*** MATERIAL FOR THIS TASK Section Begins ***

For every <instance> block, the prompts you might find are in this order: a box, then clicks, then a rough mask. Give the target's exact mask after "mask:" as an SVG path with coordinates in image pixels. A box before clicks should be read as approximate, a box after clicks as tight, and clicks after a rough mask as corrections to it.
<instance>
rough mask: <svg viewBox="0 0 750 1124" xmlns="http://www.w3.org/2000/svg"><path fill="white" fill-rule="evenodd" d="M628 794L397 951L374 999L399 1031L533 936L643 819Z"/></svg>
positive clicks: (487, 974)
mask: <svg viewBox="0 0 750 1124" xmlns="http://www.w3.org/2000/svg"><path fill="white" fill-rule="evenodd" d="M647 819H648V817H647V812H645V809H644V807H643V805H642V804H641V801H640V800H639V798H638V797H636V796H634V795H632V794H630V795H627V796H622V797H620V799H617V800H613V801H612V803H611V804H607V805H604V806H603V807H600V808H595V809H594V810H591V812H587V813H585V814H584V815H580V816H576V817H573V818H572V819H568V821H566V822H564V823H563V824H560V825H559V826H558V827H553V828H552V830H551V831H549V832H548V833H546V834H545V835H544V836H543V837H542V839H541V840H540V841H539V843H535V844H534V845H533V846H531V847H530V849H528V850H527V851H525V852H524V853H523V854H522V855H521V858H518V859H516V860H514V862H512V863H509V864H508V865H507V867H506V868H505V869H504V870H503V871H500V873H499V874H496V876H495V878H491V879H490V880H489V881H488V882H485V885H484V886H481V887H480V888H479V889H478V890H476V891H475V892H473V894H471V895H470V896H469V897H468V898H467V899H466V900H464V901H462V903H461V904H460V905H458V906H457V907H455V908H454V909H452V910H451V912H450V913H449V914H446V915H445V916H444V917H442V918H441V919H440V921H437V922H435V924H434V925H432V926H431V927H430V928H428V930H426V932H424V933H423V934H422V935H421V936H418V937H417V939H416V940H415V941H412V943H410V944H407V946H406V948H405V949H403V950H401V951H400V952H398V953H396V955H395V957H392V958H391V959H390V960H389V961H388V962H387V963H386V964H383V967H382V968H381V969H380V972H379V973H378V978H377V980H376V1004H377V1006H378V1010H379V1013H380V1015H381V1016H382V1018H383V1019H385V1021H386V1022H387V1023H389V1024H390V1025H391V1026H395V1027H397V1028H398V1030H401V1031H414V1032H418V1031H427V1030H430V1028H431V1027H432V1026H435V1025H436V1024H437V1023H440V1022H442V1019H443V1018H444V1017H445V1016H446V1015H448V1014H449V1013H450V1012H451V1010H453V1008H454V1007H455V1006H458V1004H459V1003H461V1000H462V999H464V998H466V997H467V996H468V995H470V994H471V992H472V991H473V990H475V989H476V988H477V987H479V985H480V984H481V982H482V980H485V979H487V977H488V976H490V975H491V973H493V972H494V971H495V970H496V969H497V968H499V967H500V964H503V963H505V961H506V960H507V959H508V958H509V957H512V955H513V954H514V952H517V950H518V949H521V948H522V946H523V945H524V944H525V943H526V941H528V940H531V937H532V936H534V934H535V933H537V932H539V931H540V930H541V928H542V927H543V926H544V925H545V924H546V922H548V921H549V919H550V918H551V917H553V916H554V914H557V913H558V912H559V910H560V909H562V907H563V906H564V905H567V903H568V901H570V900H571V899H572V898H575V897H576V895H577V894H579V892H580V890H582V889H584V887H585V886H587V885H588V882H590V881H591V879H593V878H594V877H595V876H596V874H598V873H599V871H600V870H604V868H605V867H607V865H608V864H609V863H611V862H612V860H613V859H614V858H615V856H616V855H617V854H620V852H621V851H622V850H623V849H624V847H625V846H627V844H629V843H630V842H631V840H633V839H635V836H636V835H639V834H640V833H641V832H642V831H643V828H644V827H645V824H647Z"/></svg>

*** MATERIAL FOR THIS TASK Section Ends ***

> **YOUR ASSIGNMENT**: Whatever the entries above contain, reproduce all of them exactly.

> **FINISHED EXERCISE**:
For every <instance> block, the prompts you might find are in this order: a box, then clicks, then a rough mask. Give the target's exact mask after "mask:" as an SVG path with coordinates in image pixels. A box before clicks should be read as approximate, a box after clicks as tight, and clicks after a rough mask as corrections to it.
<instance>
rough mask: <svg viewBox="0 0 750 1124" xmlns="http://www.w3.org/2000/svg"><path fill="white" fill-rule="evenodd" d="M628 794L397 951L374 999L399 1031L533 936L643 819Z"/></svg>
positive clicks: (487, 974)
mask: <svg viewBox="0 0 750 1124" xmlns="http://www.w3.org/2000/svg"><path fill="white" fill-rule="evenodd" d="M647 819H648V817H647V812H645V809H644V807H643V805H642V804H641V801H640V800H639V798H638V797H636V796H634V795H632V794H630V795H627V796H622V797H620V799H617V800H613V801H612V803H611V804H607V805H604V806H603V807H600V808H595V809H594V810H591V812H587V813H585V814H584V815H580V816H576V817H573V818H572V819H568V821H566V822H564V823H563V824H560V825H559V826H558V827H553V828H552V830H551V831H549V832H548V833H546V834H545V835H544V836H543V837H542V839H541V840H540V841H539V843H535V844H534V845H533V846H531V847H530V849H528V850H527V851H525V852H524V853H523V854H522V855H521V858H518V859H516V860H514V862H512V863H509V864H508V865H507V867H506V868H505V869H504V870H503V871H500V873H499V874H496V876H495V878H491V879H490V880H489V881H488V882H485V885H484V886H481V887H480V888H479V889H478V890H476V891H475V892H473V894H471V895H470V896H469V897H468V898H467V899H466V900H464V901H462V903H461V904H460V905H458V906H457V907H455V908H454V909H452V910H451V912H450V913H449V914H446V915H445V916H444V917H442V918H441V919H440V921H437V922H435V924H434V925H432V926H431V927H430V928H428V930H426V932H424V933H423V934H422V935H421V936H418V937H417V939H416V940H415V941H412V943H410V944H407V946H406V948H405V949H403V950H401V951H400V952H398V953H396V955H395V957H392V958H391V959H390V960H389V961H388V962H387V963H386V964H383V967H382V968H381V969H380V972H379V973H378V978H377V980H376V1004H377V1006H378V1010H379V1013H380V1015H381V1016H382V1018H383V1019H385V1021H386V1022H387V1023H389V1024H390V1025H391V1026H395V1027H397V1028H398V1030H401V1031H414V1032H418V1031H427V1030H430V1028H431V1027H432V1026H435V1025H436V1024H437V1023H440V1022H442V1019H443V1018H444V1017H445V1016H446V1015H448V1014H449V1013H450V1012H451V1010H453V1008H454V1007H455V1006H458V1004H459V1003H461V1000H462V999H464V998H466V997H467V996H468V995H470V994H471V992H472V991H473V990H475V989H476V988H477V987H479V985H480V984H481V982H482V980H485V979H487V977H488V976H490V975H491V973H493V972H494V971H495V970H496V969H497V968H499V967H500V964H503V963H505V961H506V960H507V959H508V958H509V957H512V955H513V954H514V952H517V950H518V949H521V948H522V946H523V945H524V944H525V943H526V941H528V940H531V937H532V936H534V934H535V933H537V932H539V931H540V930H541V928H542V927H543V926H544V925H545V924H546V922H548V921H549V919H550V918H551V917H553V916H554V914H557V913H558V912H559V910H560V909H562V907H563V906H564V905H567V903H568V901H570V900H571V899H572V898H575V897H576V895H577V894H579V892H580V890H582V889H584V887H585V886H587V885H588V882H590V881H591V879H593V878H594V877H595V876H596V874H598V873H599V871H600V870H604V868H605V867H607V865H608V864H609V863H611V862H612V860H613V859H614V858H615V856H616V855H617V854H620V852H621V851H622V850H623V849H624V847H625V846H627V844H629V843H630V842H631V840H633V839H635V836H636V835H639V834H640V833H641V832H642V831H643V828H644V827H645V824H647Z"/></svg>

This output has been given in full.